What you will do => Nothing in the records may be changed; reproduce all of them.
═══ Data shown ═══
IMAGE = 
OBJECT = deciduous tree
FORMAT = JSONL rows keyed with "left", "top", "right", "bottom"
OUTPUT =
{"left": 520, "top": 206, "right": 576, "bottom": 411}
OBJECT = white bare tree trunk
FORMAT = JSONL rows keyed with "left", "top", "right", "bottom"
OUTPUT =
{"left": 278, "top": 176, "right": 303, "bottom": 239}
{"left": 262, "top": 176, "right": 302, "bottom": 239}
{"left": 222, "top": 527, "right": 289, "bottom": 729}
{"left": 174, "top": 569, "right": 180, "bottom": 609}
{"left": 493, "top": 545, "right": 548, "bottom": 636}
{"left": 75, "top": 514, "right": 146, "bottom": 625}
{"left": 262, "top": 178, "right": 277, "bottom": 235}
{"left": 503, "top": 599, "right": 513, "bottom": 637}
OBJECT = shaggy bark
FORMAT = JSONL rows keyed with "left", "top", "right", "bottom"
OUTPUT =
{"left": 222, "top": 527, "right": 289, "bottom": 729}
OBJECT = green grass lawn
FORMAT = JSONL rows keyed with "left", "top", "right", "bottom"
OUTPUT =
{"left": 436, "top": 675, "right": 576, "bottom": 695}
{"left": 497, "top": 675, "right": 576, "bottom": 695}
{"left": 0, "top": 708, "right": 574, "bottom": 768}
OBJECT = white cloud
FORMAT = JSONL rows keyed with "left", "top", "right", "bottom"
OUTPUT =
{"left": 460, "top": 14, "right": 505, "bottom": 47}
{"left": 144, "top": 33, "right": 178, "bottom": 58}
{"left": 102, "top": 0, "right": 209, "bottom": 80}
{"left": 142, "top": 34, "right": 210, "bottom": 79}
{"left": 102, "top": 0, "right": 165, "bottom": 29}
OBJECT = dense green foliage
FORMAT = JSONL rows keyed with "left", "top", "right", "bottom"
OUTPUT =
═══
Response =>
IMAGE = 
OBJECT = deciduous tree
FORMAT = JSONL rows keyed with "left", "top", "right", "bottom"
OUTPUT =
{"left": 520, "top": 206, "right": 576, "bottom": 411}
OBJECT = white bare tree trunk
FORMAT = JSONL rows keyed with "left", "top", "right", "bottom"
OUTPUT =
{"left": 278, "top": 176, "right": 303, "bottom": 239}
{"left": 262, "top": 176, "right": 302, "bottom": 239}
{"left": 222, "top": 527, "right": 289, "bottom": 729}
{"left": 174, "top": 569, "right": 180, "bottom": 609}
{"left": 493, "top": 545, "right": 548, "bottom": 636}
{"left": 75, "top": 514, "right": 146, "bottom": 625}
{"left": 262, "top": 178, "right": 277, "bottom": 235}
{"left": 503, "top": 599, "right": 513, "bottom": 637}
OBJECT = shaggy bark
FORMAT = JSONL rows keyed with "left", "top", "right", "bottom"
OUTPUT =
{"left": 222, "top": 527, "right": 289, "bottom": 729}
OBJECT = green grass lawn
FORMAT = JSONL rows keyed with "left", "top", "right", "bottom"
OUTPUT =
{"left": 436, "top": 675, "right": 576, "bottom": 695}
{"left": 497, "top": 675, "right": 576, "bottom": 695}
{"left": 0, "top": 708, "right": 574, "bottom": 768}
OBJECT = white cloud
FORMAT = JSONL rows keyed with "left", "top", "right", "bottom"
OUTPUT =
{"left": 460, "top": 14, "right": 505, "bottom": 47}
{"left": 144, "top": 33, "right": 178, "bottom": 58}
{"left": 102, "top": 0, "right": 209, "bottom": 80}
{"left": 142, "top": 34, "right": 210, "bottom": 79}
{"left": 102, "top": 0, "right": 165, "bottom": 29}
OBJECT = dense green foliage
FORMAT = JSONL rows keyed with "left", "top", "right", "bottom"
OUTPUT =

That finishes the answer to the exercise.